BEGIN EXERCISE MATERIAL

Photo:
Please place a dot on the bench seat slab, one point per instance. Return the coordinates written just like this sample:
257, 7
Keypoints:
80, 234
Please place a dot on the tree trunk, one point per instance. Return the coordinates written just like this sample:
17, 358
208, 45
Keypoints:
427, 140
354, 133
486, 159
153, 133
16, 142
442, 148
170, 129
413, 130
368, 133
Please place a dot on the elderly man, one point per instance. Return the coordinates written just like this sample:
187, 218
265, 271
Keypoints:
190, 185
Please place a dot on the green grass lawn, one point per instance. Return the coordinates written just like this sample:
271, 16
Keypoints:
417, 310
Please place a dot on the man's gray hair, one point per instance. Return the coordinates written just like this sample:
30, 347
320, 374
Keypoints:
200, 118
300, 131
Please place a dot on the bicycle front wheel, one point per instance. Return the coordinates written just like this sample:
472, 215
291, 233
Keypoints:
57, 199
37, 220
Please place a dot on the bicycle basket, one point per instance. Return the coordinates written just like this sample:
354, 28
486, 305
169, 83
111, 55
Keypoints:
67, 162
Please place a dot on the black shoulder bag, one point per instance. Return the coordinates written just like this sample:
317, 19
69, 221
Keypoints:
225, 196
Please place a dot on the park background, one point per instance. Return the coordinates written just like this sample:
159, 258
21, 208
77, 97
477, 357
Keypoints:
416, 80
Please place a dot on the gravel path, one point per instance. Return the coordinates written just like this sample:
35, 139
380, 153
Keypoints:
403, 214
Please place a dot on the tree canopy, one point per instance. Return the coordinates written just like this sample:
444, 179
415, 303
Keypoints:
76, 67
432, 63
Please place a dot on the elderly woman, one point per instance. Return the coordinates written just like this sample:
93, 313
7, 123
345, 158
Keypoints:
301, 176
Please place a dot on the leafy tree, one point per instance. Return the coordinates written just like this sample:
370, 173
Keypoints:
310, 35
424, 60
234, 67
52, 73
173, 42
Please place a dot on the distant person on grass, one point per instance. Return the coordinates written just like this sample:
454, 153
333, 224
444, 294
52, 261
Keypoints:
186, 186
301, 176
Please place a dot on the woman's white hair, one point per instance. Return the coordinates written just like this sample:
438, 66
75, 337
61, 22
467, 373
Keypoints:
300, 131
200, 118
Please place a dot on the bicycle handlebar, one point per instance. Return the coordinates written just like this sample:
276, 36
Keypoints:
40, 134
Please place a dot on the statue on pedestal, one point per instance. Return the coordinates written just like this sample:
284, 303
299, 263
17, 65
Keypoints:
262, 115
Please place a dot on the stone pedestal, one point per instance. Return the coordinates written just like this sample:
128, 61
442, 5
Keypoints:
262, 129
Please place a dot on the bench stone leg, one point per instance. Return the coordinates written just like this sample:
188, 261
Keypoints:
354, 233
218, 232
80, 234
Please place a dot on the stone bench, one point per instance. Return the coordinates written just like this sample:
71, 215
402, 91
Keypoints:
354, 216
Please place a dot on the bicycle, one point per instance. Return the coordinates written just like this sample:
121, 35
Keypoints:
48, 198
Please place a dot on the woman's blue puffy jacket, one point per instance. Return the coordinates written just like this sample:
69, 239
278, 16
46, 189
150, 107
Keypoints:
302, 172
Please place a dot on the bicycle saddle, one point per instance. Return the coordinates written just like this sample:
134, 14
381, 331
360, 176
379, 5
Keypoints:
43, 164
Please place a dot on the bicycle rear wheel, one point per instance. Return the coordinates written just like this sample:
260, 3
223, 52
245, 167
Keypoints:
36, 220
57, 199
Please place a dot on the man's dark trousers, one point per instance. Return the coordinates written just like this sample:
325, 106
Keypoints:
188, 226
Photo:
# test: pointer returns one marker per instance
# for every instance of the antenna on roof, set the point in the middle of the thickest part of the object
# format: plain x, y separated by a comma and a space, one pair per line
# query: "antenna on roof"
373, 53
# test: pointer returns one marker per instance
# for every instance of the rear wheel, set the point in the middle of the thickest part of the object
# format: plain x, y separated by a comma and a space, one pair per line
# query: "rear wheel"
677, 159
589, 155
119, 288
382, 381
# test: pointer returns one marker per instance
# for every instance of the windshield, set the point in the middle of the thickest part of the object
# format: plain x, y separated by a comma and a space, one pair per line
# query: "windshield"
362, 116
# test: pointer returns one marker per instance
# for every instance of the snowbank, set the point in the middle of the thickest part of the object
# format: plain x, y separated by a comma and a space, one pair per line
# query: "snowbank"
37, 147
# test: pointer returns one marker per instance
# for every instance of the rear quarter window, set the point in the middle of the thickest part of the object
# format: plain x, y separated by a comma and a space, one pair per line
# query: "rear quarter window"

END EXERCISE MATERIAL

> [OBJECTIVE]
Set down all of the data above, word for word.

> [TASK RESULT]
Photo:
Please place a dot on the bench seat slab, one point per instance. Return the coordinates written just like this sample:
257, 7
Keypoints:
80, 234
Please place a dot on the tree trunk, one point per instance. Return the coordinates written just like this sample:
17, 358
208, 45
Keypoints:
427, 140
354, 133
486, 159
153, 133
16, 142
442, 148
170, 129
413, 130
368, 133
Please place a dot on the elderly man, one point per instance. Return the coordinates written just like this sample:
187, 218
265, 271
Keypoints:
190, 185
Please place a dot on the green grass lawn, one point per instance. Return the coordinates written just like this sample:
271, 16
Keypoints:
417, 310
Please place a dot on the man's gray hair, one point per instance. Return the coordinates written just like this sample:
30, 347
320, 374
Keypoints:
200, 118
300, 131
Please place a dot on the bicycle front wheel, one point per instance. Return the coordinates written just like this sample:
472, 215
291, 233
Keypoints:
57, 199
37, 220
Please place a dot on the bicycle basket, one point per instance. Return the coordinates written just like this sample:
354, 28
486, 305
169, 83
111, 55
Keypoints:
67, 162
Please place a dot on the black shoulder bag, one point per instance. Return the coordinates written just like this sample:
317, 19
69, 221
Keypoints:
225, 196
Please place a dot on the park background, one point per instance. Return the coordinates written just like this sample:
159, 258
21, 208
77, 97
477, 357
Keypoints:
416, 80
Please place a dot on the gravel path, one point per instance. Return the coordinates written just like this sample:
35, 139
380, 153
Keypoints:
403, 214
Please place a dot on the tree canopy, one point per instance. Return the coordinates written just like this sample:
444, 179
415, 303
Keypoints:
76, 67
432, 63
Please place a dot on the elderly woman, one point per instance. Return the coordinates written just like this sample:
93, 313
7, 123
345, 158
Keypoints:
301, 176
Please place a dot on the leafy tree, one point per instance. Return the coordinates written just like this sample:
370, 173
Keypoints:
310, 35
424, 60
234, 67
52, 73
173, 42
Please place a dot on the distant person on grass, one point per instance. Return the coordinates written just like this sample:
454, 153
333, 224
444, 294
52, 261
Keypoints:
186, 186
301, 176
Please place a dot on the woman's white hair, one point per instance. Return the coordinates written just like this sample:
438, 66
75, 337
61, 22
467, 373
Keypoints:
300, 131
200, 118
Please place a dot on the bicycle handlebar, one point per instance. Return the coordinates written just like this sample:
276, 36
Keypoints:
40, 134
Please place a dot on the statue on pedestal, one point per instance. Return the coordinates written just like this sample:
284, 303
299, 263
17, 65
Keypoints:
262, 115
Please place a dot on the stone pedestal, one point per instance. Return the coordinates written just like this sample:
128, 61
442, 5
Keypoints:
262, 129
Please place a dot on the bench stone leg, one point per instance. Return the coordinates written just like this sample:
188, 261
Keypoints:
354, 233
218, 232
80, 234
Please place a dot on the stone bench, one point per instance. Return the coordinates written just like this sample:
71, 215
402, 91
Keypoints:
354, 216
Please place a dot on the bicycle, one point per instance. Return the coordinates written just like this sample:
121, 35
Keypoints:
48, 198
Please place a dot on the woman's blue puffy jacket, one point per instance. Return the coordinates written just like this sample:
69, 239
278, 16
46, 189
150, 107
Keypoints:
302, 172
Please place a dot on the bicycle saddle, one point per instance. Return the coordinates written just like this sample:
134, 14
381, 331
360, 176
379, 5
Keypoints:
43, 164
Please place a dot on the bicycle rear wheel, one point per instance. Return the coordinates written just like this sample:
260, 3
223, 52
245, 167
Keypoints:
36, 220
57, 199
Please place a dot on the man's dark trousers, one point per instance. Return the coordinates written just like this sample:
325, 106
Keypoints:
188, 226
Photo:
# test: pointer returns one marker per instance
# for every instance of the antenna on roof, set the point in the middle of the thickest part of the object
# format: plain x, y separated by a comma and a space, one pair per line
# query: "antenna on roof"
373, 53
# test: pointer returns one marker per instance
# for every instance of the rear wheel, set the point in the middle of the thickest part of the object
# format: plain x, y separated by a comma and a space, one pair per line
# query: "rear wheel"
677, 159
589, 155
119, 288
382, 381
# test: pointer returns one marker per instance
# for every instance of the windshield, set the point in the middle of the thickest part of the object
# format: plain x, y separated by a comma and a space, one pair per line
# query: "windshield"
362, 116
# test: pointer returns one marker per instance
# for every instance of the snowbank, set the point in the middle of the thickest part of the object
# format: plain x, y separated by a comma and a space, one pair per line
# query: "snowbank"
37, 147
# test: pointer returns one marker per instance
# for every instance of the rear quarter window, set the point in the middle of the thickest part of the object
# format: plain x, y separated by a comma and a space, one pair per line
# query: "rear quarter window"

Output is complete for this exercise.